§ **Directions**
Reproduce every record below exactly as written, leaving out any pictures.

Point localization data

+---+

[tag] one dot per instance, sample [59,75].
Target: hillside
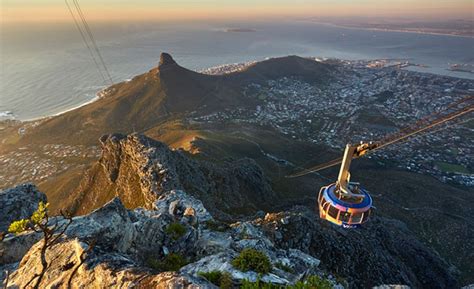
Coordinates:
[113,246]
[231,139]
[162,94]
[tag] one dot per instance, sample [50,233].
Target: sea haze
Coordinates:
[46,69]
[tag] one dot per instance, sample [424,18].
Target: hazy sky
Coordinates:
[55,10]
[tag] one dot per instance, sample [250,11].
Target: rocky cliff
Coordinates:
[121,248]
[139,169]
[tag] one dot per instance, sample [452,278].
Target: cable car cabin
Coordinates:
[344,203]
[348,212]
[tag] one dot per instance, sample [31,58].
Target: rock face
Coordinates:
[166,59]
[124,241]
[18,203]
[139,170]
[120,248]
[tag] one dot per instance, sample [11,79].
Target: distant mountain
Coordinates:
[236,166]
[139,170]
[163,93]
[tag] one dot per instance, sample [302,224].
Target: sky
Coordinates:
[113,10]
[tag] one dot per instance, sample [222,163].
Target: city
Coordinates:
[366,101]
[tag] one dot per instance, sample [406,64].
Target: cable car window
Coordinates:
[356,217]
[345,216]
[366,216]
[332,211]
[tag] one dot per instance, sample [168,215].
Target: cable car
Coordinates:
[345,203]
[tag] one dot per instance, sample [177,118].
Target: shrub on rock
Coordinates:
[252,260]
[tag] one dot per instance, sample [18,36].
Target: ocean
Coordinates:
[45,69]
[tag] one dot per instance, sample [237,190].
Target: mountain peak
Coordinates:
[165,60]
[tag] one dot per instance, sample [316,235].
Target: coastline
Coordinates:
[214,70]
[389,30]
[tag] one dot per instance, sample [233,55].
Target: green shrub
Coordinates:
[172,262]
[259,285]
[312,282]
[218,278]
[213,276]
[226,281]
[284,267]
[176,230]
[216,226]
[252,260]
[37,218]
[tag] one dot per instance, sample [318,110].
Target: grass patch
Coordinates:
[175,230]
[218,278]
[252,260]
[172,262]
[312,282]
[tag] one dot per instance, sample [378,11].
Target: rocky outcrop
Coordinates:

+---+

§ **Exercise solution**
[tag] one dot per instance, sample [59,75].
Target: hillside
Coordinates:
[113,246]
[231,139]
[162,94]
[tag] one dot per instance, sample [50,233].
Target: sea haze
Coordinates:
[46,69]
[tag] one dot per instance, sample [424,18].
Target: hazy sky
Coordinates:
[55,10]
[tag] one dot per instance, sample [250,11].
Target: rocky cliff
Coordinates:
[121,248]
[139,169]
[tag] one dot per instance, sample [452,278].
Target: cable car cabin
Coordinates:
[344,203]
[348,212]
[tag] one dot per instance, sample [31,58].
Target: rock face
Coordinates:
[166,59]
[124,241]
[18,203]
[139,170]
[120,248]
[tag] one dot per instance, sample [11,79].
Target: distant mountain
Coordinates:
[236,166]
[139,170]
[163,93]
[tag] one dot per instance, sample [302,224].
Target: sky
Coordinates:
[113,10]
[tag] one dot per instance, sample [222,163].
Target: city
Coordinates:
[366,101]
[tag] one dot per instance, sample [406,64].
Target: cable car window
Coordinates:
[356,217]
[345,216]
[366,216]
[332,211]
[tag] one dot per instance, sample [168,215].
Target: cable car
Coordinates:
[345,203]
[tag] one dot per instance, sample [177,118].
Target: shrub on rock
Coordinates:
[252,260]
[tag] one dot per instance, sample [18,36].
Target: ocean
Coordinates:
[45,69]
[tag] one dot per instance, sample [237,190].
Target: mountain peak
Coordinates:
[165,60]
[tag] one dot per instance, sample [316,235].
Target: coastline
Coordinates:
[214,70]
[389,30]
[tag] one dot per instance, sample [233,55].
Target: green shrub
Coordinates:
[172,262]
[259,285]
[312,282]
[218,278]
[213,276]
[226,281]
[284,267]
[176,230]
[216,226]
[252,260]
[37,218]
[tag] one dot per instance, sample [318,110].
Target: grass patch
Coordinates:
[175,230]
[218,278]
[252,260]
[172,262]
[312,282]
[tag] one dot per instance, sample [378,11].
Target: rocky outcrop
Coordinates:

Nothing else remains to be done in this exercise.